Set exercise 1
Using the passage on C versus C++, answer each question on its own line:
(a) What two features does the passage name as ways C++ might speed up development?
(b) How does it say the basic ideas of OOP can be mimicked in C?
(c) Which existing C projects does it cite as proof?
Set exercise 2
Carry on the passage on C versus C++ in the same voice, starting after its final sentence.

Text extract
------------------------

C++ can possibly accelerate development in two ways: firstly, OOP (Object-Oriented Programming) helps to organize large projects, and secondly, STL (Standard Template Library) saves time on reimplementing frequently used subroutines. However, I do not find C++ OOP greatly helps me. To me, it is not right to clearly classify a programming language as a procedure-oriented or object-oriented language. It is only right to say a development methodology is procedure-oriented or object-oriented. We can effectively mimic the fundamental OOP ideas in C, a socalled procedure-oriented language, by packaging related data in a struct and transfer the a pointer to the struct to subroutines. I know C++ programmers would argue doing in this way is far from OOP, but it has captured the essence of OOP and in practice sufficient to organize large projects with this simple and natural idea. The large amount of existing C projects, such as Linux kernel, gcc and Emacs, prove this is the truth. With OOP ideas, we can use C to organize large projects without difficulty. C++ does not provide more power except introducing more complicated concepts.

------------------------

Information provided

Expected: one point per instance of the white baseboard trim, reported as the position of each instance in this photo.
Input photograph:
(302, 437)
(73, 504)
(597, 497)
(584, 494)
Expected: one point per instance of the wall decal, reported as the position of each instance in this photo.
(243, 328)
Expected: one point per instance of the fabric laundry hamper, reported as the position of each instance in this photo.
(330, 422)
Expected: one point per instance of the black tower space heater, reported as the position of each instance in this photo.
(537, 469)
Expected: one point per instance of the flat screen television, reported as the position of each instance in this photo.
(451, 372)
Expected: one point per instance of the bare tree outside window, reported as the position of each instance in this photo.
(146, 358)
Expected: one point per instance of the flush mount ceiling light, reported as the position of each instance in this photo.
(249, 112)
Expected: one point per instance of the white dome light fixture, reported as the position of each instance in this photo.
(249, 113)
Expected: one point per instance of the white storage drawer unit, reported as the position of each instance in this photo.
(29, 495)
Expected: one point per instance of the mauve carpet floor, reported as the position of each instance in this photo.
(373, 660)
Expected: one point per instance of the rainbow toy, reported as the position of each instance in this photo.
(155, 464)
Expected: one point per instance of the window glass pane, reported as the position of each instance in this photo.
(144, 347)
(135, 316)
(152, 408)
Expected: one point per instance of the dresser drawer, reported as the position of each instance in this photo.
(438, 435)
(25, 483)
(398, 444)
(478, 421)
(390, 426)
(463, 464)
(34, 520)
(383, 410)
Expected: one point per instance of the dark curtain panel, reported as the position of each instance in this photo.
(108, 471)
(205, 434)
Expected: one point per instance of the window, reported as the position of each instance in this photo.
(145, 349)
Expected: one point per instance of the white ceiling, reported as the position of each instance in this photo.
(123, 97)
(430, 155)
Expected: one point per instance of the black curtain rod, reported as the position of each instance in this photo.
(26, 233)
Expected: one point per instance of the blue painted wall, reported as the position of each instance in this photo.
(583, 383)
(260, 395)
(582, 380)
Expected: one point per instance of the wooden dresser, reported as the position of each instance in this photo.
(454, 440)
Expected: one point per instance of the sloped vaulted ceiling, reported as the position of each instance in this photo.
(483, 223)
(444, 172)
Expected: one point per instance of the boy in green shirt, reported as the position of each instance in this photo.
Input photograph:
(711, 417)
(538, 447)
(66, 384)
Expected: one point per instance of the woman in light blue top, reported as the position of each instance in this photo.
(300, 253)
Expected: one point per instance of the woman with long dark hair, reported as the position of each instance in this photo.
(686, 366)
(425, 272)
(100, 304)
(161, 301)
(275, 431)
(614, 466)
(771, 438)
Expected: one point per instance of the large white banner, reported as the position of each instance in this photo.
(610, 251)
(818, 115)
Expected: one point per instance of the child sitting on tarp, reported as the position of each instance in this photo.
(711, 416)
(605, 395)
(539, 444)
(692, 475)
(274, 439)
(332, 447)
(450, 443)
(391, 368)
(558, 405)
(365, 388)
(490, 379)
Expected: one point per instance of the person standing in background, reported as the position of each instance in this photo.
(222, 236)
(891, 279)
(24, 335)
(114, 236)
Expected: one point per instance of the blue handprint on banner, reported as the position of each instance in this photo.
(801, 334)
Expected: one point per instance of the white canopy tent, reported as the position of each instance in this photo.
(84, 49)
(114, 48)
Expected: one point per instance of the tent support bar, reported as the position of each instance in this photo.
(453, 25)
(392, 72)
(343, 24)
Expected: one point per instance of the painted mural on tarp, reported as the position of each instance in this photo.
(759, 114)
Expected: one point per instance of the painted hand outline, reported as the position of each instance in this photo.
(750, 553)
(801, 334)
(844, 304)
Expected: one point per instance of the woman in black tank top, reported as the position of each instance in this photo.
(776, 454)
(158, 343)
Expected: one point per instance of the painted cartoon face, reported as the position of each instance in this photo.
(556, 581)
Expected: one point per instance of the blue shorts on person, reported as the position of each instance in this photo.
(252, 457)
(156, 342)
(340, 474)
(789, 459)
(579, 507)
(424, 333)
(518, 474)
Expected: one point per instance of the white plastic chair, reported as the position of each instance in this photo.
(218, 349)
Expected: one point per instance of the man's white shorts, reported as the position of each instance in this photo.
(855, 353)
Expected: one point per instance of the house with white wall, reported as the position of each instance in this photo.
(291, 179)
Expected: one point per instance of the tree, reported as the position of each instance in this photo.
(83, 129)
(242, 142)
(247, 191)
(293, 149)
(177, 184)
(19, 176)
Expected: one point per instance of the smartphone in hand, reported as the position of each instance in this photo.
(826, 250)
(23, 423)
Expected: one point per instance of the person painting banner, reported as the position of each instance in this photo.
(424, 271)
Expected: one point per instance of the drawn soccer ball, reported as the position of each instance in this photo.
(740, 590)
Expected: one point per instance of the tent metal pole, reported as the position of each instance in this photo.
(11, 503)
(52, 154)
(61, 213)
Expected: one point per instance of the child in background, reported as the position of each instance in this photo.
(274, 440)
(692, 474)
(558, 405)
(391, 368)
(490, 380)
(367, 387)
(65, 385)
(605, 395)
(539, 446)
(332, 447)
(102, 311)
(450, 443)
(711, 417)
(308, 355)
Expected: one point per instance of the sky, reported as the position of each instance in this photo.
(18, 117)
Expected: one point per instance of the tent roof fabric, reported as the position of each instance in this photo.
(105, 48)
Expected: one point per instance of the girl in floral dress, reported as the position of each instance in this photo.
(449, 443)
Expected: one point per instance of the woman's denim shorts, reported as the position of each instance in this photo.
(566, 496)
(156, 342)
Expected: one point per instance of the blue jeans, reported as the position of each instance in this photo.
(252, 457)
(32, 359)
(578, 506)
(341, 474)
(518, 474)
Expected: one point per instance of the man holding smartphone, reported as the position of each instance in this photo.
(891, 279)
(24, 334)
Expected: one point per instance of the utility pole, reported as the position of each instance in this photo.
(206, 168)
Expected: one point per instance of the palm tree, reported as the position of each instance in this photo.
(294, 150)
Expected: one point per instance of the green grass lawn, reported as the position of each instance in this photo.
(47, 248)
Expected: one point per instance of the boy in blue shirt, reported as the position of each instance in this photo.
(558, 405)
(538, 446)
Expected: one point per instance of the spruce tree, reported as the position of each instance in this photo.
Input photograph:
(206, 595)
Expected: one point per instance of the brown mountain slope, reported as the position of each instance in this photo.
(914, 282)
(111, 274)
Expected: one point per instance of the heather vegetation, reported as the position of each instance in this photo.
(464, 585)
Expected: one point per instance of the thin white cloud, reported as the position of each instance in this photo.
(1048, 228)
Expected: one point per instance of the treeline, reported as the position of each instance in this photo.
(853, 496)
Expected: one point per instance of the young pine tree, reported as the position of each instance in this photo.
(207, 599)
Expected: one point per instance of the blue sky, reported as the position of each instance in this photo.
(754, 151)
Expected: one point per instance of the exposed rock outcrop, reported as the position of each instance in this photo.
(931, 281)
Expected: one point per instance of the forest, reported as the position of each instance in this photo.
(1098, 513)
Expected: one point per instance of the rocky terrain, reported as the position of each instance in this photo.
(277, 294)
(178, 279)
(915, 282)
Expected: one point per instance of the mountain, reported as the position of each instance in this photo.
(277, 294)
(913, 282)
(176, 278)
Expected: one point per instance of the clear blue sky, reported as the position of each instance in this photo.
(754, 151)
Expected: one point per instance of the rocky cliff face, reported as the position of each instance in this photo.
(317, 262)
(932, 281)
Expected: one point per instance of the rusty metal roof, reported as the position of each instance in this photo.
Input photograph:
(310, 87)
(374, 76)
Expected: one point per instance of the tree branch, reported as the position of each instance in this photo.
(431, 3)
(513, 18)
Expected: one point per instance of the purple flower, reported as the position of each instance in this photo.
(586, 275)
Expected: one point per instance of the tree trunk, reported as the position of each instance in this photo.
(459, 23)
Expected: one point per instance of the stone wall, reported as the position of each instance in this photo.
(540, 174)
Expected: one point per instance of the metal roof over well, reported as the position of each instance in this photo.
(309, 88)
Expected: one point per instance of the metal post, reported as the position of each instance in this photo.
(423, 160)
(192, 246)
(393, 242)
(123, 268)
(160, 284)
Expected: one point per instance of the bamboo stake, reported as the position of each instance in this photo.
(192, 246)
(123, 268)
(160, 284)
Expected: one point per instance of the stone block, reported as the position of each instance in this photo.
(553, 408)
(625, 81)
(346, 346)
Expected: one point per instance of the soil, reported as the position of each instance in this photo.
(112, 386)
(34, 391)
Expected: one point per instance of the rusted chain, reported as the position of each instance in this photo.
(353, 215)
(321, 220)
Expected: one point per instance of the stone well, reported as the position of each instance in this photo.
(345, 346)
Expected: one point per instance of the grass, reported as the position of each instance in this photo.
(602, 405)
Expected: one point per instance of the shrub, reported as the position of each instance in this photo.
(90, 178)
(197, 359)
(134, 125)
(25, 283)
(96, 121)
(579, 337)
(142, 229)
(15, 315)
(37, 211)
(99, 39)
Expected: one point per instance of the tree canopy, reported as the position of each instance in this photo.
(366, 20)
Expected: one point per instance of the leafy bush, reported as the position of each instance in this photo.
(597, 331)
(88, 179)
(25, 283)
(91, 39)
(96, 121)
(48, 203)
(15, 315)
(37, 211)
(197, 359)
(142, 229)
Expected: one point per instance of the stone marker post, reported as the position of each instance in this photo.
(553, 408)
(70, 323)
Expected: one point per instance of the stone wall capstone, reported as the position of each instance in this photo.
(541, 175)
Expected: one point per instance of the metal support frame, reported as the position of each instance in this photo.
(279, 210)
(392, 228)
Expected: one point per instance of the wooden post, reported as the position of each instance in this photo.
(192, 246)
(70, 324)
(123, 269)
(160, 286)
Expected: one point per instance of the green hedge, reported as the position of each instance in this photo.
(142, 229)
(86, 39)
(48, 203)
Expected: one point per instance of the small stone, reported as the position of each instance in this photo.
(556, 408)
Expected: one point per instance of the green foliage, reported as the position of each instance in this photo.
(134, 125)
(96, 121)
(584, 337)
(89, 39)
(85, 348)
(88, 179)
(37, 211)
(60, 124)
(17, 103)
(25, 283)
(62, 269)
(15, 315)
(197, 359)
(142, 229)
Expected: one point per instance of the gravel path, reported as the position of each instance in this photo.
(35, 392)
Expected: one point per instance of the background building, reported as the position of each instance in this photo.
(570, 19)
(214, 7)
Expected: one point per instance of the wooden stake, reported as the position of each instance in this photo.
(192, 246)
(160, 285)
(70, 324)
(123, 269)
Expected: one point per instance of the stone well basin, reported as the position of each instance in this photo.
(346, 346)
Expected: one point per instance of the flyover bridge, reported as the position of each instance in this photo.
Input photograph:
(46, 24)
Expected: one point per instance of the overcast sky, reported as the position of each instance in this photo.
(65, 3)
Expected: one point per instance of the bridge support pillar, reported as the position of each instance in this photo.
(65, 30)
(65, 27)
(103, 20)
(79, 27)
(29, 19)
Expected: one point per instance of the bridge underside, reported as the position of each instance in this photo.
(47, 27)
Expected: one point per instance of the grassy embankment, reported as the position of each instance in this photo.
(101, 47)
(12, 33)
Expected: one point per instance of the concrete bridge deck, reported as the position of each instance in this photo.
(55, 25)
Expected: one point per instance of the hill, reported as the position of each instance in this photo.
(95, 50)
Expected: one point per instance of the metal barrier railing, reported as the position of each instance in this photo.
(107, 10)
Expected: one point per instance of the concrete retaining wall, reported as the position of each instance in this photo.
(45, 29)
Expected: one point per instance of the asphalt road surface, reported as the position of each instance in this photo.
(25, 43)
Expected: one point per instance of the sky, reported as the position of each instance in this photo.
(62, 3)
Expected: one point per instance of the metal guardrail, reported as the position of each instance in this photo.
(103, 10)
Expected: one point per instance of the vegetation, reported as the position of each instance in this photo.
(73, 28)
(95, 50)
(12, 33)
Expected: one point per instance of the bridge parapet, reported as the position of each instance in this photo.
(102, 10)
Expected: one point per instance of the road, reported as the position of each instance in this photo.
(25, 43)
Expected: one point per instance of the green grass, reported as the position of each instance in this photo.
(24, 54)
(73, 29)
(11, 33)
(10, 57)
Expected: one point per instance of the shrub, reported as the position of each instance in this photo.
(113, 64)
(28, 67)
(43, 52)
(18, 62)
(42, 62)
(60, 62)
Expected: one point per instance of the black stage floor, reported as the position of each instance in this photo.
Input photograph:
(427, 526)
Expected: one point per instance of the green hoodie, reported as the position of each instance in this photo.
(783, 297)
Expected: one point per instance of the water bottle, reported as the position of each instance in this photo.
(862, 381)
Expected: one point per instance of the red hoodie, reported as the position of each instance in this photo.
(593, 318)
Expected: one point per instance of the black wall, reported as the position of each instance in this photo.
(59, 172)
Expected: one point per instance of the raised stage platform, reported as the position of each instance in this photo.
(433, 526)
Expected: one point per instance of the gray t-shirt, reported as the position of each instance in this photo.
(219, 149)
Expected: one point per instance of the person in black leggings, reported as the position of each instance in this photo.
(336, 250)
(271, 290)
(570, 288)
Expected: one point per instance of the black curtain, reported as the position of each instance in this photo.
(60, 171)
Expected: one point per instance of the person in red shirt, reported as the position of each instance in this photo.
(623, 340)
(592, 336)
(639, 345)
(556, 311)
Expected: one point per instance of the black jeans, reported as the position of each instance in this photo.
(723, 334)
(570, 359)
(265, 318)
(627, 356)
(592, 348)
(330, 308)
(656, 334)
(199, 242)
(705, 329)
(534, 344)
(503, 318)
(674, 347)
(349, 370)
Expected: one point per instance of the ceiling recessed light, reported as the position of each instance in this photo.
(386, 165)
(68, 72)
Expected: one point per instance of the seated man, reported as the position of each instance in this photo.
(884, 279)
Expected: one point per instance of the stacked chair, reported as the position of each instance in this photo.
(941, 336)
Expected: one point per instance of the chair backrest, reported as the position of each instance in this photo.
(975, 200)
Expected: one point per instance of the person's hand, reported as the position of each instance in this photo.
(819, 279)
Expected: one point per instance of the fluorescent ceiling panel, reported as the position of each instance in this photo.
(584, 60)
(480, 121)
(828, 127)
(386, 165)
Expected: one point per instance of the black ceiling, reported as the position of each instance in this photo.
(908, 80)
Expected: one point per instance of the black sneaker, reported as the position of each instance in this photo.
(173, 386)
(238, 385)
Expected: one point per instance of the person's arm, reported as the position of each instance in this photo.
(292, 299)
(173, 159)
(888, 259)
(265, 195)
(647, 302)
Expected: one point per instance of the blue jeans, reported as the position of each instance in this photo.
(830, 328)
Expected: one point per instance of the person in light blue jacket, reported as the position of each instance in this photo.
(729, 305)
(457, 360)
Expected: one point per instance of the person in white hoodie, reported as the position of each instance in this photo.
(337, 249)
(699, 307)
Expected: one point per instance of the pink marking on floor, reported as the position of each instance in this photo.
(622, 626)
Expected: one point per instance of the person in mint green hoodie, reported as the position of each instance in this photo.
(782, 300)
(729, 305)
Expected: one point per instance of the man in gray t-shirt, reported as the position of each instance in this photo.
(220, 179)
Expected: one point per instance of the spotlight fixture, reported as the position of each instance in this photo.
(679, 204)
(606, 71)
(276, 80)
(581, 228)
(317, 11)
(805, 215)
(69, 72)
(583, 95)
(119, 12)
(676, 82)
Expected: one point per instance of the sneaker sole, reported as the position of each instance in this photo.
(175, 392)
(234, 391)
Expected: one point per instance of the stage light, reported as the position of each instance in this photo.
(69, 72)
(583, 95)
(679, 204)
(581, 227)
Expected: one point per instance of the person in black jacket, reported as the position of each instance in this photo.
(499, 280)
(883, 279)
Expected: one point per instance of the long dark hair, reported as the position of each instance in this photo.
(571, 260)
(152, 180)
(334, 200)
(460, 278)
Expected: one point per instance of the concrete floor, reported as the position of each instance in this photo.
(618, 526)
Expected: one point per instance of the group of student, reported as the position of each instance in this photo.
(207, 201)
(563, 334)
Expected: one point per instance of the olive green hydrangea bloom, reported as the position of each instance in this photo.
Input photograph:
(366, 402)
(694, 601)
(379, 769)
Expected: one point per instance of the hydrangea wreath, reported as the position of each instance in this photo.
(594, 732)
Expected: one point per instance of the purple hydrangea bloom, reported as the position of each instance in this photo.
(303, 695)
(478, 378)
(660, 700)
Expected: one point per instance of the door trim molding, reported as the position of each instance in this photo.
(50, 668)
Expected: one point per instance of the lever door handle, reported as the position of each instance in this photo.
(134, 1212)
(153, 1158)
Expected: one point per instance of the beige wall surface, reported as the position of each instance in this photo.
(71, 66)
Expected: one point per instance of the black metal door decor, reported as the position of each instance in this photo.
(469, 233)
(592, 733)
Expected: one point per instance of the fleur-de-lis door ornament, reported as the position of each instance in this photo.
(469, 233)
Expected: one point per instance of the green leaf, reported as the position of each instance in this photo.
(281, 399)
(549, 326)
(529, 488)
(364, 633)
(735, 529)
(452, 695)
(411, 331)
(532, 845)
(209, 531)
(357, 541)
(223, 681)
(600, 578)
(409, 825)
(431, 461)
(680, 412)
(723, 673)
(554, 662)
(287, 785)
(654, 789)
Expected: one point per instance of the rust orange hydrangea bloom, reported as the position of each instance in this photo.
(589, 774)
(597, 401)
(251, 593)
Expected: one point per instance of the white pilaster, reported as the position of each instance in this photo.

------------------------

Exercise output 1
(a) OOP, which helps to organize large projects, and STL, which saves time on reimplementing frequently used subroutines.
(b) By packaging related data in a struct and passing a pointer to the struct to subroutines.
(c) The Linux kernel, gcc and Emacs.

Exercise output 2
I do not use STL most of time. I have implemented most of useful subroutines in C/C++ by myself. I actually spend less time in using my own library than using STL as I am very familiar with my own codes. Of course, implementing an efficient and yet generic library by myself takes a lot of time, but I really learn a lot in this invaluable process. I can hardly imagine how a programmer who does not get a firm grasp of data structures, which can only be achieved by implementing by him/herself, can ever write good programs. To this end, I agree that for elementary programmers using STL reduces coding time; but this is achieved at the cost of weakening the ability to write better programs. And for an advanced programmer, using STL may help but probably does not save much time.

Note that I am not saying C++ is a bad language as a whole. In fact, I use C++ template functions a lot and C++ template classes at times. In this post, I just want to emphasize the importantance to focusing on the art of programming instead of on the artificial concepts or on the degree of laziness a language can provide.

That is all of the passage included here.